§ DESCRIPTION OF THE TASK
All that should be output is the block of lines below from the line with "44, row 304." to the line with "35, row 305.", both included, exactly as written.

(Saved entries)
________________

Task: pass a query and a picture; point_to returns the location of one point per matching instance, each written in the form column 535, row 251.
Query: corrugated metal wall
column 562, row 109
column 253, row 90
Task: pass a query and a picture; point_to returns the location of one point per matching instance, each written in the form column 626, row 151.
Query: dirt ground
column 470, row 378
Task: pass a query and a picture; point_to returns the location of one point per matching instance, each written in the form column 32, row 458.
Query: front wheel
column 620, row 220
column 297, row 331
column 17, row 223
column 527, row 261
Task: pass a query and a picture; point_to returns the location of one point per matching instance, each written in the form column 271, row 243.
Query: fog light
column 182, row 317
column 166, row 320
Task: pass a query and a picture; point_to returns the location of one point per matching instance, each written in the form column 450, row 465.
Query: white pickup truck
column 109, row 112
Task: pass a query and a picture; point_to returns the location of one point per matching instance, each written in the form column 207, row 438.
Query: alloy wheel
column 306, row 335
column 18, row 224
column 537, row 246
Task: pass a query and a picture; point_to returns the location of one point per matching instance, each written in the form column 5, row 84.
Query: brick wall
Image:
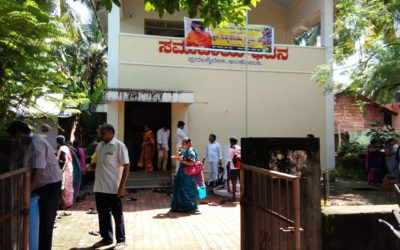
column 348, row 116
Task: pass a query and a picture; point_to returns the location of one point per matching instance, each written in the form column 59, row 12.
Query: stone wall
column 348, row 116
column 357, row 228
column 296, row 156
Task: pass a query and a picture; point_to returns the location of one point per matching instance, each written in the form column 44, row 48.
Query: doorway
column 137, row 114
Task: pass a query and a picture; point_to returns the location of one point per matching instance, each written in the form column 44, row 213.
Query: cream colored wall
column 269, row 13
column 266, row 12
column 282, row 100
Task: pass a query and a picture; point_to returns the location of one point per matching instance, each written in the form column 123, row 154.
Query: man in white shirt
column 179, row 137
column 162, row 145
column 213, row 155
column 233, row 166
column 112, row 170
column 46, row 179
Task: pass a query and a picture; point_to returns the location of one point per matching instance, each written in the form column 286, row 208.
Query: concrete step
column 141, row 180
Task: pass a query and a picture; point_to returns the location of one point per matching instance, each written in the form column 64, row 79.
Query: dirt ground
column 350, row 193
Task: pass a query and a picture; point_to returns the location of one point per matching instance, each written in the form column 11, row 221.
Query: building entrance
column 137, row 114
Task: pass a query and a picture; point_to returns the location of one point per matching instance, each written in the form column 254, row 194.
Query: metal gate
column 270, row 209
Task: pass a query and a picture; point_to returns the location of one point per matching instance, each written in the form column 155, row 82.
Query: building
column 350, row 116
column 153, row 79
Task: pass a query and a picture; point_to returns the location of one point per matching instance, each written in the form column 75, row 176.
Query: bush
column 351, row 150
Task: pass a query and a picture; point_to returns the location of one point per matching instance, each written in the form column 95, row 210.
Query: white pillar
column 113, row 64
column 112, row 116
column 327, row 42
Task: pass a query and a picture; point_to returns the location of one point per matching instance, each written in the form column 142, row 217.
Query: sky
column 80, row 9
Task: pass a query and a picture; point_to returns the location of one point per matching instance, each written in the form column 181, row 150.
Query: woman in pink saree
column 65, row 159
column 148, row 149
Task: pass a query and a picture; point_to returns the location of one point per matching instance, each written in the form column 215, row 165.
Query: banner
column 229, row 38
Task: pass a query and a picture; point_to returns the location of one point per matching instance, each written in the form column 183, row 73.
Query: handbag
column 197, row 167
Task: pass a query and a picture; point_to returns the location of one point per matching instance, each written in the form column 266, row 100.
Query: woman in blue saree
column 184, row 193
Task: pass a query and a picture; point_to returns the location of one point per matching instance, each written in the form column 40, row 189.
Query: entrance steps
column 224, row 192
column 142, row 180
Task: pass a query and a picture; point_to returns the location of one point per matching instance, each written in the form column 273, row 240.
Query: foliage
column 309, row 37
column 369, row 30
column 28, row 63
column 351, row 150
column 382, row 134
column 211, row 11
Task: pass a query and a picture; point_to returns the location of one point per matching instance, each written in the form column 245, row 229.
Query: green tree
column 370, row 30
column 28, row 58
column 212, row 11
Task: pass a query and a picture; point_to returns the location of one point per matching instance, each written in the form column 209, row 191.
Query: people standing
column 184, row 192
column 233, row 167
column 82, row 162
column 213, row 155
column 64, row 157
column 111, row 173
column 179, row 137
column 46, row 179
column 163, row 148
column 392, row 164
column 148, row 148
column 373, row 161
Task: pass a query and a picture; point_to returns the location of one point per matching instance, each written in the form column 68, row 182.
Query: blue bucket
column 34, row 223
column 202, row 192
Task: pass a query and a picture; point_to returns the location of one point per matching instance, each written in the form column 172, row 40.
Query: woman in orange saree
column 148, row 149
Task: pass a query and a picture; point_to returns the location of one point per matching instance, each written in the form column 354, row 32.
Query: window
column 164, row 28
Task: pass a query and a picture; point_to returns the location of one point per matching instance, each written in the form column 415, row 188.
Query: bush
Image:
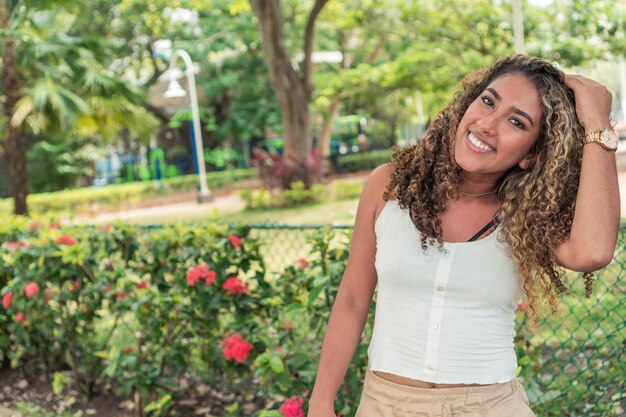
column 362, row 161
column 148, row 308
column 132, row 305
column 116, row 196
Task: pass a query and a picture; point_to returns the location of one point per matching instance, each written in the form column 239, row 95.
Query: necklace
column 477, row 195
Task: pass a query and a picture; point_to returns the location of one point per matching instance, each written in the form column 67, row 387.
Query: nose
column 487, row 124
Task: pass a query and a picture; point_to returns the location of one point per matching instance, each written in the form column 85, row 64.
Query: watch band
column 607, row 138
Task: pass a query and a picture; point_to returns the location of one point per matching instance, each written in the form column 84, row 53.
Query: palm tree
column 56, row 83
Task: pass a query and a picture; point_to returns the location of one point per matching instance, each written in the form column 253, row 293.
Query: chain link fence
column 574, row 366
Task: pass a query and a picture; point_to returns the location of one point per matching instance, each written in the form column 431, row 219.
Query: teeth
column 478, row 143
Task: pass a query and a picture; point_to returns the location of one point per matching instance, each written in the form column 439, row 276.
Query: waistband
column 484, row 396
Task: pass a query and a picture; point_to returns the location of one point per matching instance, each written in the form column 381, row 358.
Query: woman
column 486, row 208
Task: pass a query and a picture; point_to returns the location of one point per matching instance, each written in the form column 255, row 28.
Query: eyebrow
column 515, row 109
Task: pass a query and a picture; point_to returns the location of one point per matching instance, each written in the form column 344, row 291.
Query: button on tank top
column 446, row 315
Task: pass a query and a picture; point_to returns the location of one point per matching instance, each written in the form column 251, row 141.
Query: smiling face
column 499, row 129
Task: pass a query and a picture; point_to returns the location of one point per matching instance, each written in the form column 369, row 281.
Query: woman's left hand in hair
column 593, row 102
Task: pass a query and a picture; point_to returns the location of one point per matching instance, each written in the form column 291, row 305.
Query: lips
column 479, row 144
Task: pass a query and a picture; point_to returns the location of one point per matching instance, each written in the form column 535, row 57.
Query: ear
column 528, row 161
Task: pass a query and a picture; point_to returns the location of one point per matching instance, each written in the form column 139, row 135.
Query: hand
column 593, row 102
column 321, row 411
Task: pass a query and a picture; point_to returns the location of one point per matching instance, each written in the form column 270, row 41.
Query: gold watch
column 607, row 138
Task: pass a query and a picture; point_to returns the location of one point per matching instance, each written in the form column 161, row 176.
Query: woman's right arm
column 354, row 296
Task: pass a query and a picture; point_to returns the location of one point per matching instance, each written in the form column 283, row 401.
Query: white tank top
column 446, row 316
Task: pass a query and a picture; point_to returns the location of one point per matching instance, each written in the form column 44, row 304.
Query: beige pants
column 382, row 398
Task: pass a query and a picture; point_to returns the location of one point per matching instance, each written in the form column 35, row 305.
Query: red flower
column 6, row 300
column 31, row 289
column 200, row 272
column 33, row 226
column 236, row 348
column 235, row 241
column 14, row 246
column 65, row 240
column 108, row 264
column 303, row 263
column 234, row 286
column 292, row 407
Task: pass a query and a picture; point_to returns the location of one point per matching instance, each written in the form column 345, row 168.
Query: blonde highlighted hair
column 537, row 203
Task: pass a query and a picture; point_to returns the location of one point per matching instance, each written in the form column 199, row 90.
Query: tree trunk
column 14, row 142
column 323, row 142
column 292, row 87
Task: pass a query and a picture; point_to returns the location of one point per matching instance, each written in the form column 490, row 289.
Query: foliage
column 273, row 167
column 56, row 166
column 195, row 300
column 362, row 161
column 117, row 196
column 294, row 196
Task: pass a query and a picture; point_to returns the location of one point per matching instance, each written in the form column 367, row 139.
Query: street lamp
column 175, row 90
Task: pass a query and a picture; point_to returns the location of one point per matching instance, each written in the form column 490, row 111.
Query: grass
column 334, row 212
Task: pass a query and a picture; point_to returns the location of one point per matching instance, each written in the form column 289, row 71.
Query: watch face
column 609, row 138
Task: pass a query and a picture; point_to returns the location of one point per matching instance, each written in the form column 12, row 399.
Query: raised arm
column 597, row 214
column 354, row 296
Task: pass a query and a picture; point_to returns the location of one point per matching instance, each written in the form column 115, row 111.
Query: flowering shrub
column 234, row 286
column 292, row 407
column 236, row 348
column 143, row 307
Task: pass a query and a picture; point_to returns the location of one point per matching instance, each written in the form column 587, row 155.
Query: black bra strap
column 482, row 231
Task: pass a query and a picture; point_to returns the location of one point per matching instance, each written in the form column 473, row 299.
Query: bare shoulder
column 374, row 188
column 379, row 178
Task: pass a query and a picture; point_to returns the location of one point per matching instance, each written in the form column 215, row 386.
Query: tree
column 292, row 86
column 56, row 84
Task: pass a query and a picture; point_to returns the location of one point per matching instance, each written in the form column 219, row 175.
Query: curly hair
column 537, row 203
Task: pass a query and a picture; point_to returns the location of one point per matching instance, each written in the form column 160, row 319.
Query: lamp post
column 175, row 90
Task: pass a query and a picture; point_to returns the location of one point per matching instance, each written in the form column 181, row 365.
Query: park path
column 226, row 204
column 188, row 210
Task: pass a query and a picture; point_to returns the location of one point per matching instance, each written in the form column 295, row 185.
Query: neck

________________

§ FINISHED TASK
Task: pass a query and a picture; point_to returns the location of one point per matching instance, each written in the form column 44, row 304.
Query: beige pants
column 382, row 398
Task: pass a query and a picture; point_to returns the location of one point per matching instance, each written in the form column 35, row 305.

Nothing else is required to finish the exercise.